Instrucción. Presenta todas las filas siguientes como una tabla en Markdown con las columnas «Número» y «Contenido». Pon el número de cada fila en la primera columna y su texto en la segunda, omitiendo las líneas en blanco.

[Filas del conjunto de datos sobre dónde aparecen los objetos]
::::::::

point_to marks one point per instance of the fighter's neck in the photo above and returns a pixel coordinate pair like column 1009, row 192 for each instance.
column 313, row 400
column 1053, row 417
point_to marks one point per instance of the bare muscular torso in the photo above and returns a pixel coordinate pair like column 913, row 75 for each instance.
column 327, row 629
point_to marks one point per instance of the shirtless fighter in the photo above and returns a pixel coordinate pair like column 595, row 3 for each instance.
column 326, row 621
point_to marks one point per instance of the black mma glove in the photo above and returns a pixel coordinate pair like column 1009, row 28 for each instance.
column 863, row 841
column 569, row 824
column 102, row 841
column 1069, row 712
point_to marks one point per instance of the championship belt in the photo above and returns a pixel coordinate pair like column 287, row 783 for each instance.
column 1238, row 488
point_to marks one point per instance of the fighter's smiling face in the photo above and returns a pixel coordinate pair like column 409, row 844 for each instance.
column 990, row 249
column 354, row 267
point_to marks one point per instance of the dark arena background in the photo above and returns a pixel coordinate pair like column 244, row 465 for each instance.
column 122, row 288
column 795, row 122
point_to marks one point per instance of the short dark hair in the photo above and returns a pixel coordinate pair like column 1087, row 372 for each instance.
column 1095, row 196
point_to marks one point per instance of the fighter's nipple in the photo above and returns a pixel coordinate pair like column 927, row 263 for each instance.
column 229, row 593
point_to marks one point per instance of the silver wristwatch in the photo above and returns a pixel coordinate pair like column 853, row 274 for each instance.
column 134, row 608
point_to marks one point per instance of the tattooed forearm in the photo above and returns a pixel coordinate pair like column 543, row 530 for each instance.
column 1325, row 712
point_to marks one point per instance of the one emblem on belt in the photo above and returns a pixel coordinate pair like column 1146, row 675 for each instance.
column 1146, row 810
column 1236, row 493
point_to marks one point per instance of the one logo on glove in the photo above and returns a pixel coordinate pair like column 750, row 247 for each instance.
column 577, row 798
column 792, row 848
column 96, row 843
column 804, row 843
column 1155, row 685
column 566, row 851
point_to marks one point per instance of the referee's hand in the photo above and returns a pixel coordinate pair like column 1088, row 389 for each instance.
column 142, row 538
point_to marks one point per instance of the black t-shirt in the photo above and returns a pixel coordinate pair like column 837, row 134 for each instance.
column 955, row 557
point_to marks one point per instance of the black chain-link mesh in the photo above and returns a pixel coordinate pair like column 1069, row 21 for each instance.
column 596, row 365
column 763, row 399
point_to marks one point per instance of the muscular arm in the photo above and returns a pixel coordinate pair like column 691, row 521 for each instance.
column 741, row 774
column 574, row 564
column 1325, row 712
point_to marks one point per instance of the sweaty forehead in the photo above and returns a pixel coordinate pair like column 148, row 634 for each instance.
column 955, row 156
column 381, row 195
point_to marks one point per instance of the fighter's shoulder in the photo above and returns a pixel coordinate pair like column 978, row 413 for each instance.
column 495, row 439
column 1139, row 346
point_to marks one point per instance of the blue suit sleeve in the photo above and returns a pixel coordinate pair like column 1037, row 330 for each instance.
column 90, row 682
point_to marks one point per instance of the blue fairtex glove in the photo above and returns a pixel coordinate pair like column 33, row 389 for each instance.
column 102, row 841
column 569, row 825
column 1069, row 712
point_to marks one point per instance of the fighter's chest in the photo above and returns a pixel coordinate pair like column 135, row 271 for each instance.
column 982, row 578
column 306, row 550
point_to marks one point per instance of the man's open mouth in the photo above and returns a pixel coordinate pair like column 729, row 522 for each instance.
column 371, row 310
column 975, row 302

::::::::

Resultado.
| Número | Contenido |
|---|---|
| 1 | point_to marks one point per instance of the fighter's neck in the photo above and returns a pixel coordinate pair like column 1009, row 192 for each instance. |
| 2 | column 313, row 400 |
| 3 | column 1053, row 417 |
| 4 | point_to marks one point per instance of the bare muscular torso in the photo above and returns a pixel coordinate pair like column 913, row 75 for each instance. |
| 5 | column 327, row 629 |
| 6 | point_to marks one point per instance of the shirtless fighter in the photo above and returns a pixel coordinate pair like column 595, row 3 for each instance. |
| 7 | column 326, row 621 |
| 8 | point_to marks one point per instance of the black mma glove in the photo above and returns a pixel coordinate pair like column 1009, row 28 for each instance. |
| 9 | column 863, row 841 |
| 10 | column 569, row 824 |
| 11 | column 102, row 841 |
| 12 | column 1069, row 712 |
| 13 | point_to marks one point per instance of the championship belt in the photo above and returns a pixel coordinate pair like column 287, row 783 for each instance. |
| 14 | column 1238, row 488 |
| 15 | point_to marks one point per instance of the fighter's smiling face in the photo above and returns a pixel coordinate pair like column 409, row 844 for each instance. |
| 16 | column 990, row 249 |
| 17 | column 354, row 267 |
| 18 | point_to marks one point per instance of the dark arena background in the photo above and returns a pixel coordinate pair like column 244, row 465 for each instance. |
| 19 | column 122, row 288 |
| 20 | column 795, row 122 |
| 21 | point_to marks one point per instance of the short dark hair in the photo above and returns a pixel coordinate pair like column 1087, row 372 for each instance. |
| 22 | column 1095, row 196 |
| 23 | point_to marks one point per instance of the fighter's nipple in the photo above and returns a pixel coordinate pair like column 927, row 263 for each instance. |
| 24 | column 229, row 593 |
| 25 | point_to marks one point per instance of the silver wristwatch in the photo above and returns a pixel coordinate pair like column 853, row 274 for each instance. |
| 26 | column 134, row 608 |
| 27 | point_to marks one point per instance of the tattooed forearm in the photo above and returns a pixel coordinate pair like column 543, row 530 for each instance. |
| 28 | column 1325, row 712 |
| 29 | point_to marks one point per instance of the one emblem on belt in the photo above and returns a pixel coordinate pair like column 1146, row 675 for each instance. |
| 30 | column 1146, row 810 |
| 31 | column 1236, row 493 |
| 32 | point_to marks one point per instance of the one logo on glove in the photo above and returns a pixel coordinate pair like column 750, row 247 for each instance. |
| 33 | column 577, row 798 |
| 34 | column 792, row 848 |
| 35 | column 96, row 843 |
| 36 | column 804, row 843 |
| 37 | column 1155, row 685 |
| 38 | column 566, row 851 |
| 39 | point_to marks one point per instance of the referee's hand in the photo above and returns a pixel coordinate pair like column 1088, row 389 for each instance. |
| 40 | column 142, row 538 |
| 41 | point_to marks one point per instance of the black t-shirt in the photo above and returns a pixel coordinate pair like column 837, row 134 for each instance. |
| 42 | column 955, row 557 |
| 43 | point_to marks one point per instance of the black chain-link mesh in the photo above and returns a pixel coordinate pair like column 1069, row 21 for each instance. |
| 44 | column 596, row 365 |
| 45 | column 763, row 399 |
| 46 | point_to marks one point per instance of the muscular arm in the photo above and returns a pixel coordinate pair like column 691, row 521 for each instance. |
| 47 | column 741, row 774 |
| 48 | column 574, row 564 |
| 49 | column 1325, row 712 |
| 50 | point_to marks one point per instance of the sweaty forehead in the photo above and returns a pixel coordinate pair like column 148, row 634 for each instance. |
| 51 | column 955, row 156 |
| 52 | column 381, row 195 |
| 53 | point_to marks one point per instance of the fighter's shoulder in the photo above and returns a pixel coordinate pair like column 978, row 413 for each instance. |
| 54 | column 495, row 439 |
| 55 | column 1139, row 346 |
| 56 | point_to marks one point per instance of the blue suit sleeve in the photo above and returns a pixel coordinate pair like column 1037, row 330 for each instance. |
| 57 | column 90, row 682 |
| 58 | point_to marks one point per instance of the blue fairtex glove in the photo above and returns a pixel coordinate pair like column 33, row 389 for each instance. |
| 59 | column 102, row 841 |
| 60 | column 569, row 825 |
| 61 | column 1069, row 712 |
| 62 | point_to marks one point per instance of the fighter's chest in the photo above and returns a pixel coordinate pair like column 135, row 271 for each instance. |
| 63 | column 982, row 578 |
| 64 | column 306, row 550 |
| 65 | point_to marks one point per instance of the man's open mouth in the photo above and returns a pixel coordinate pair like column 729, row 522 for each instance. |
| 66 | column 371, row 310 |
| 67 | column 975, row 302 |